**Written task:**
Identify every line in the listing below that contains the word "grass", and copy each of those lines.
--------------------
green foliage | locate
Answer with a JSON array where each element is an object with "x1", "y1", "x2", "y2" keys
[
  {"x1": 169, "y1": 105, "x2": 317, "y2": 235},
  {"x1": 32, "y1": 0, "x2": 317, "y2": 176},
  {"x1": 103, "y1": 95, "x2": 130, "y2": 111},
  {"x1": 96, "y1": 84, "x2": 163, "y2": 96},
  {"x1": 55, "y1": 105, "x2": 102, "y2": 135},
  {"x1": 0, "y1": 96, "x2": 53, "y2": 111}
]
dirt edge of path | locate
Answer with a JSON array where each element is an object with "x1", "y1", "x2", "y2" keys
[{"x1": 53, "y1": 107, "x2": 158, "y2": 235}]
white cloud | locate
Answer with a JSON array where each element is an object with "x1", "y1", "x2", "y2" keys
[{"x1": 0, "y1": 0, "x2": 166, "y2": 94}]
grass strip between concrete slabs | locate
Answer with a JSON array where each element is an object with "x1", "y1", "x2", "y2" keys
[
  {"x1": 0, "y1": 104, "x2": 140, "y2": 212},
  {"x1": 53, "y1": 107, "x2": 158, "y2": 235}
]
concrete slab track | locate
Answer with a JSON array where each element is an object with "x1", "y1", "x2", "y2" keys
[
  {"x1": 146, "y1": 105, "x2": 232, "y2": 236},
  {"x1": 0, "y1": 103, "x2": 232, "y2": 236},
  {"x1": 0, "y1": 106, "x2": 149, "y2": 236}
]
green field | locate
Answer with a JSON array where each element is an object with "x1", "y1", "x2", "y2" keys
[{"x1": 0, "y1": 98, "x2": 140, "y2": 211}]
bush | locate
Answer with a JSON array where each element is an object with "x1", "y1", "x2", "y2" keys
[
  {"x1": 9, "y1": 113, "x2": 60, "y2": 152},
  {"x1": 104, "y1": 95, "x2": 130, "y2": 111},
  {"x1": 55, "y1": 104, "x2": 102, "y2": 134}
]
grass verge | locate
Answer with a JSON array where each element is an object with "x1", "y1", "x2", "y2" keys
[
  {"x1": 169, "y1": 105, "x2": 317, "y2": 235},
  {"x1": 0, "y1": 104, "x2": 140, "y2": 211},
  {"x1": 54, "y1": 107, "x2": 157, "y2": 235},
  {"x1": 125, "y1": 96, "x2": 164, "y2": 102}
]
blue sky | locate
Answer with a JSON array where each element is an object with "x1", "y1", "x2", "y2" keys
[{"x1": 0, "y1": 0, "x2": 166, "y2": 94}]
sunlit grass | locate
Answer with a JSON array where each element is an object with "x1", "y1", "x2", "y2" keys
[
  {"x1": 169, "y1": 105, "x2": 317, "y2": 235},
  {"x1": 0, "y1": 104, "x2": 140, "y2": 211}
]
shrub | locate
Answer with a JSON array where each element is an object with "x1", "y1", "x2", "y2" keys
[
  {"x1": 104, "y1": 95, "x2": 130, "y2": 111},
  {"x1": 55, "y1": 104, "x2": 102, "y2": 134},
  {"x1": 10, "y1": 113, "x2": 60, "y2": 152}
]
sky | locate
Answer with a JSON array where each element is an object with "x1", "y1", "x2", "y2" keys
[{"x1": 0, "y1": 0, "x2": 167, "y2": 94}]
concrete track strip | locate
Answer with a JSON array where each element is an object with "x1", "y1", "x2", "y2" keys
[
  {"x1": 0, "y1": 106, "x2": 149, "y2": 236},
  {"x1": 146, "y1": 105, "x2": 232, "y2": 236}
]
--------------------
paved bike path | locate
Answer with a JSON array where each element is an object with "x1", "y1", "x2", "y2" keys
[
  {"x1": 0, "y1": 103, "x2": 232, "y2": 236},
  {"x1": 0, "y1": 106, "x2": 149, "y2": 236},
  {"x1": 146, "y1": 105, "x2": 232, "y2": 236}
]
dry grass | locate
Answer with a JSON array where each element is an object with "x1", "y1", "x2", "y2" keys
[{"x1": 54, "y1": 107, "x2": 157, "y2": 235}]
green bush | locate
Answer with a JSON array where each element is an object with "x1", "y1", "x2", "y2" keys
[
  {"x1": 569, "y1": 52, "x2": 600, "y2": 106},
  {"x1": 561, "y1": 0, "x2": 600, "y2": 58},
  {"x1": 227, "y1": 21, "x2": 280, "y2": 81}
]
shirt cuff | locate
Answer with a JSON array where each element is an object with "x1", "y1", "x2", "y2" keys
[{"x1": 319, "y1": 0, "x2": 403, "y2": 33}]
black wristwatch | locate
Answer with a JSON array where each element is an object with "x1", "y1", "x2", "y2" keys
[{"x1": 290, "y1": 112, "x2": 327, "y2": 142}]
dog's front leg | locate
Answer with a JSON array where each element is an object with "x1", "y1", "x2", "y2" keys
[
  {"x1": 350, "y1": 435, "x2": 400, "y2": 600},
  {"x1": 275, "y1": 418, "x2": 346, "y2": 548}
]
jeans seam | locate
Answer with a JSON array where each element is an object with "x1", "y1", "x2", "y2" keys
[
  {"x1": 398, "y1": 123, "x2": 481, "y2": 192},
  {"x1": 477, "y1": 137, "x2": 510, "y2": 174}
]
--------------------
**Solution:**
grass strip between concrete slabs | locate
grass verge | locate
sunlit grass | locate
dry grass | locate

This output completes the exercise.